### Items
■ ■ ■

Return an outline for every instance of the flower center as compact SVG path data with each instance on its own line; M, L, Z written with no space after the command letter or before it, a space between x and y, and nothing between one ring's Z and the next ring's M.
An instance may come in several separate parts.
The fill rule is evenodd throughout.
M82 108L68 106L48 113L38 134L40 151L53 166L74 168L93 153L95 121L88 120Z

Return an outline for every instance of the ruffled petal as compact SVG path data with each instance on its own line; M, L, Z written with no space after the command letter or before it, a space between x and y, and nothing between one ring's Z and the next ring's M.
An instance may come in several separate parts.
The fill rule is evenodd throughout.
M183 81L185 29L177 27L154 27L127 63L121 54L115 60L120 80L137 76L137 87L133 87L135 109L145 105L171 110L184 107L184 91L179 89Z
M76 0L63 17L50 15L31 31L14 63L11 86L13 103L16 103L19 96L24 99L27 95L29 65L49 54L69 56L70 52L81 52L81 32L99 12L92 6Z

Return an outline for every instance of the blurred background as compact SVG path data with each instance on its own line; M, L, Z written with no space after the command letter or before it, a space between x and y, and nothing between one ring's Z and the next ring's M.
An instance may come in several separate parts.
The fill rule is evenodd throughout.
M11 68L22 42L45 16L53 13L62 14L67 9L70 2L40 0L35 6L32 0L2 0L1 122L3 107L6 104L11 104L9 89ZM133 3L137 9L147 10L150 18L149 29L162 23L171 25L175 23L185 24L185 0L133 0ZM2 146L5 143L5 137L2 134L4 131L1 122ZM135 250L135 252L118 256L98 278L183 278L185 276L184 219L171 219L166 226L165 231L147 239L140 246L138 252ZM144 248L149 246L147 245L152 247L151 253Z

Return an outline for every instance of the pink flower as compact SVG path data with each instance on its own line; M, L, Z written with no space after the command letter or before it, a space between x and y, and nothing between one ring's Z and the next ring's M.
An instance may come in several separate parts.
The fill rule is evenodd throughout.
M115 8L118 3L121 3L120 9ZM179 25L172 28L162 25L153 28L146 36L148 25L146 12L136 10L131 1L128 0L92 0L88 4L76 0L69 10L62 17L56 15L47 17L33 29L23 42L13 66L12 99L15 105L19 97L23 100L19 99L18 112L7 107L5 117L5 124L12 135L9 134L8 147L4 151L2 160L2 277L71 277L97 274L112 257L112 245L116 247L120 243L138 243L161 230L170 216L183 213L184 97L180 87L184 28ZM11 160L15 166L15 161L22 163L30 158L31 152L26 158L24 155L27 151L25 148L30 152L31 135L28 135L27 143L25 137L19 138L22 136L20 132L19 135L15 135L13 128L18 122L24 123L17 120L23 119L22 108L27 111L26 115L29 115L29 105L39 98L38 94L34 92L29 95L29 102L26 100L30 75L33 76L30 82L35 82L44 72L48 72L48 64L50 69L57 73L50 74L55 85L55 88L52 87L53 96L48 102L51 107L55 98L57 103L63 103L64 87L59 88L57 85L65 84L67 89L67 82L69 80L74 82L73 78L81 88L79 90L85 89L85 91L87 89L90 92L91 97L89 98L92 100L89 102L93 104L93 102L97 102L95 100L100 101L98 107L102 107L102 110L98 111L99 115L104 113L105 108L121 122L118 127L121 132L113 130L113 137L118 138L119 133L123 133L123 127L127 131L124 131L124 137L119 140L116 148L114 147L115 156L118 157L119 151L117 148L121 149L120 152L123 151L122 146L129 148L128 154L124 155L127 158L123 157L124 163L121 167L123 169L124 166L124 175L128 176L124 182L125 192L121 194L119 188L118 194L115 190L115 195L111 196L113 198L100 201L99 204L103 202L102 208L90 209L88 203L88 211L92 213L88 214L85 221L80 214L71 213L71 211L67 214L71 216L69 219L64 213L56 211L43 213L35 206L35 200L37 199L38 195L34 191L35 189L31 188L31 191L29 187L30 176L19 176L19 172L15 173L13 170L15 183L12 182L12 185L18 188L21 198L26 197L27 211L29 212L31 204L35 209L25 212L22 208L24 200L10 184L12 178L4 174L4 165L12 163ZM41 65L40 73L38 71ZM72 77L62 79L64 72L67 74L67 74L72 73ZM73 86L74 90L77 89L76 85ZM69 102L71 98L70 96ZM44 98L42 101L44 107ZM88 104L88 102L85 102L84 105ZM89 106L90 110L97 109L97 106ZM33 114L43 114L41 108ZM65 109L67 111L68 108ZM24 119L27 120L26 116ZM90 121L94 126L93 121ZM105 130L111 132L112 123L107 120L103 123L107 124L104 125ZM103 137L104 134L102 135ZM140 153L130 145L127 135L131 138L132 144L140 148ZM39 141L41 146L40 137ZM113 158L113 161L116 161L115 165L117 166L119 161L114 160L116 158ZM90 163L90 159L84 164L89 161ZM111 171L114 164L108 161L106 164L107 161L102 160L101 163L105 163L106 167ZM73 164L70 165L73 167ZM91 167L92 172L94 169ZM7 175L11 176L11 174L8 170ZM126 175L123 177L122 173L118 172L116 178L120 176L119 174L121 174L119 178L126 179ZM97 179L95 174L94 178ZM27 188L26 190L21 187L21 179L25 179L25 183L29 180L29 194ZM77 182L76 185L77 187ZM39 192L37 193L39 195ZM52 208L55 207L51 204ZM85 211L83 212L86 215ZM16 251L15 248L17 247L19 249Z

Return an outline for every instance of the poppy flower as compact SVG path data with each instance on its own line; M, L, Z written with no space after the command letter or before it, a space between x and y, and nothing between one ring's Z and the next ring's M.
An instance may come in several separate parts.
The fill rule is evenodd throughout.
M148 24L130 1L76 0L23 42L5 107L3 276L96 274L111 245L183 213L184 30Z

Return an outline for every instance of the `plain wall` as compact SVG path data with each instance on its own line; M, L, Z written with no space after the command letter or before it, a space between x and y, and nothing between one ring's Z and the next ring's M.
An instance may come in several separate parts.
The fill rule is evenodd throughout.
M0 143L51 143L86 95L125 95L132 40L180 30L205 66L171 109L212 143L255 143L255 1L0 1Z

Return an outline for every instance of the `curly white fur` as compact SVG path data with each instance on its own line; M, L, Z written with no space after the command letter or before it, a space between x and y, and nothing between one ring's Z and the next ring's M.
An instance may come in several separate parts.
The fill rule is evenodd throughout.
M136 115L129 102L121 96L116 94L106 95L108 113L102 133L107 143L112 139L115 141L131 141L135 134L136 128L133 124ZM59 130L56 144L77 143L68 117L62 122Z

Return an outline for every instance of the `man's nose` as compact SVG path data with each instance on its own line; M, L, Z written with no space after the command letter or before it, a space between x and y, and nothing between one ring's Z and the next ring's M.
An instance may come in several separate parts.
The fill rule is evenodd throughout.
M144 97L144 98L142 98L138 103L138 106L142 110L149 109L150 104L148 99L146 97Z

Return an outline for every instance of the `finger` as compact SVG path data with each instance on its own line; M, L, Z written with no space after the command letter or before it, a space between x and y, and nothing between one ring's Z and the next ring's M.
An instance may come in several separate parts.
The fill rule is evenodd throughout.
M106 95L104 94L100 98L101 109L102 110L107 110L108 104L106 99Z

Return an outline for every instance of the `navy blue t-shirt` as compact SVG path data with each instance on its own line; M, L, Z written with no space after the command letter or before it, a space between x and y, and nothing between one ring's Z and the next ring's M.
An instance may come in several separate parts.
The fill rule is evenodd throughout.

■ ■ ■

### What you need to do
Rewrite all of the data above, swapping "separate parts" for "disjoint pieces" everywhere it appears and keeping everything else the same.

### Result for this exercise
Return an outline for every instance of the flower center as compact SVG path data with each instance on its own line; M, L, Z written with no space after the command letter or before it, a space between x and y, and nothing between one ring's Z and the next ring's M.
An instance may come in several disjoint pieces.
The fill rule is evenodd throughout.
M82 108L68 106L48 113L38 134L40 151L53 166L74 168L93 153L95 121L88 120Z

Return an outline for every instance of the ruffled petal as compact SVG path data with each instance on its own line; M, L, Z written with no space after the command letter or before it, a space between x and y, and nothing between one ring's Z and the next ring's M.
An instance may come in several disjoint pieces.
The fill rule is evenodd throughout.
M183 81L185 29L177 27L154 27L127 63L121 54L115 60L120 80L137 76L137 87L133 87L135 109L145 105L171 110L184 107L184 91L179 89Z
M76 0L63 17L50 15L31 31L14 63L11 86L13 103L16 103L19 96L24 99L27 95L29 65L49 54L69 56L70 52L81 52L81 32L99 12L92 6Z

Return an outline for every instance of the blurred background as compact SVG path data with each instance on its own line; M, L, Z written with no space after the command letter or before it, a space between x and y, and nothing between one ring's Z and the next ring's M.
An instance may come in several disjoint pieces.
The fill rule is evenodd throughout.
M11 68L22 42L45 16L53 13L62 14L67 9L70 2L40 0L35 6L32 0L2 0L1 122L3 107L6 104L11 104L9 89ZM133 3L137 9L147 10L150 18L149 29L162 23L171 25L175 23L185 24L185 0L133 0ZM2 146L5 143L5 137L2 134L4 131L1 122ZM135 250L135 252L118 256L98 278L183 278L185 276L184 219L171 219L166 226L165 231L147 239L140 246L138 252ZM144 248L149 246L147 245L152 247L151 253Z

Return an outline for every instance of the pink flower as compact SVG path data with each instance on its own line; M, L, Z written with no space after the command letter or before it, a space between x and y, and nothing between one ring's Z and the next ring's M.
An instance may come in several disjoint pieces.
The fill rule is evenodd throughout.
M115 8L118 3L121 3L120 9ZM179 25L172 28L162 25L153 28L146 36L148 25L146 12L136 10L131 1L128 0L92 0L88 4L76 0L69 10L62 17L56 15L47 17L33 29L23 42L13 66L12 99L15 105L19 97L23 100L19 99L18 112L7 107L5 117L5 124L12 135L9 134L8 147L4 151L2 160L2 277L71 277L97 274L112 257L112 245L116 247L120 243L138 243L161 230L170 216L183 213L184 97L180 87L184 28ZM11 160L15 166L15 161L22 163L30 158L31 152L26 158L24 155L27 151L25 148L30 152L31 135L28 135L27 143L25 137L19 138L22 136L20 132L19 135L15 135L13 128L18 122L24 123L17 120L23 119L22 108L27 111L26 115L29 115L29 105L39 98L38 94L34 92L29 95L29 102L26 100L30 75L33 76L30 82L35 82L44 72L48 72L48 64L50 69L57 73L50 74L55 85L55 88L52 87L53 96L48 102L51 107L55 98L57 103L63 103L64 87L59 88L57 85L65 84L67 89L67 82L69 80L74 82L73 78L81 88L79 90L85 89L85 91L87 89L90 92L91 97L89 98L92 100L89 102L93 104L93 102L97 102L95 100L100 101L98 107L102 107L102 110L98 111L99 115L104 113L105 108L121 122L118 127L121 132L113 130L113 137L118 138L119 133L123 133L123 127L127 131L124 131L124 137L119 140L116 148L114 147L115 156L118 157L119 151L117 148L121 149L120 152L123 151L122 146L129 148L128 154L124 155L127 158L123 157L124 163L121 167L123 169L124 166L124 175L128 176L124 182L125 192L121 194L119 188L118 194L115 190L115 195L111 196L113 198L100 201L99 204L103 202L102 208L90 209L88 203L88 211L92 213L88 214L85 221L80 214L71 213L71 211L67 214L71 216L69 219L64 213L56 211L43 213L35 206L35 200L37 199L38 195L34 191L35 189L31 188L31 191L29 187L30 176L19 176L19 172L15 173L13 170L15 183L12 182L12 185L18 188L21 198L26 197L27 211L29 212L31 204L35 209L25 212L22 208L24 200L10 184L12 178L4 174L4 165L12 163ZM41 65L40 73L38 71ZM72 77L62 79L64 72L67 74L67 74L72 73ZM73 86L74 90L77 89L76 85ZM69 102L71 98L70 96ZM44 98L42 101L44 107ZM88 104L88 102L85 102L84 105ZM89 106L90 110L97 109L97 106ZM33 114L43 114L41 108ZM65 109L67 111L68 108ZM24 119L27 120L26 116ZM90 121L94 126L93 121ZM105 130L111 132L112 123L107 120L103 123L107 124L104 125ZM103 137L104 134L102 135ZM140 153L130 145L127 135L131 138L132 144L140 148ZM39 141L41 146L40 137ZM113 158L113 161L116 161L115 165L117 166L119 161L114 160L116 158ZM90 163L90 159L84 164L89 161ZM111 171L114 164L108 161L106 164L107 161L102 160L101 163L105 163L106 167ZM73 164L70 165L73 167ZM91 167L92 172L94 169ZM7 175L11 176L11 174L8 170ZM126 175L123 177L122 173L118 172L116 178L120 176L119 174L121 174L119 178L126 179ZM97 179L95 174L94 178ZM27 188L26 190L21 187L21 179L25 179L25 183L29 180L29 194ZM77 182L76 185L77 187ZM39 192L37 193L39 195ZM52 208L55 207L51 204ZM85 211L83 212L86 215ZM16 251L15 248L17 247L19 249Z

Return an outline for every instance of the poppy flower as compact SVG path data with each instance on its own line; M, L, Z written with no space after the command letter or before it, a space between x and y, and nothing between one ring's Z and the next ring's M.
An instance may come in several disjoint pieces.
The fill rule is evenodd throughout.
M148 24L130 1L76 0L23 42L5 107L3 276L96 274L111 245L183 213L184 30Z

Return an outline for every instance of the `plain wall` as compact SVG path data with each instance on its own line; M, L, Z written with no space after the command letter or before it, a space between x and y, and nothing between one ring's Z and the next ring's M.
An instance may come in several disjoint pieces.
The fill rule is evenodd throughout.
M0 143L51 143L86 95L125 95L132 40L180 30L205 66L171 109L212 143L255 143L255 1L0 1Z

Return an outline for every instance of the `curly white fur` as compact SVG path data with each instance on its own line; M, L, Z written with no space after the command letter or before it, a space between x and y, and nothing between one ring's Z and the next ring's M.
An instance may come in several disjoint pieces.
The fill rule is evenodd throughout.
M136 115L129 102L121 96L116 94L106 95L108 113L102 133L107 143L112 139L115 141L131 141L135 134L136 128L133 124ZM59 130L56 144L77 143L68 117L62 122Z

Return an outline for every instance of the `man's nose` as compact SVG path data with each instance on its own line; M, L, Z written with no space after the command letter or before it, a space between x and y, and nothing between one ring's Z and the next ring's M.
An instance may come in several disjoint pieces.
The fill rule is evenodd throughout.
M144 97L144 98L142 98L138 103L138 106L142 110L149 109L150 104L148 99L146 97Z

Return an outline for every instance of the `finger` as compact SVG path data with each instance on its own line; M, L, Z written with no space after the command letter or before it, a space between x and y, and nothing between one ring's Z and the next ring's M.
An instance may come in several disjoint pieces.
The fill rule is evenodd throughout.
M106 95L104 94L100 98L101 109L102 110L107 110L108 104L106 99Z

Return an outline for every instance of the `navy blue t-shirt` as compact SVG path data with each instance on its own line; M, L, Z written with no space after the command letter or before it, a space between x and y, and nothing between one ring's Z and the next ring's M.
An instance may come in several disjoint pieces.
The fill rule is evenodd throughout.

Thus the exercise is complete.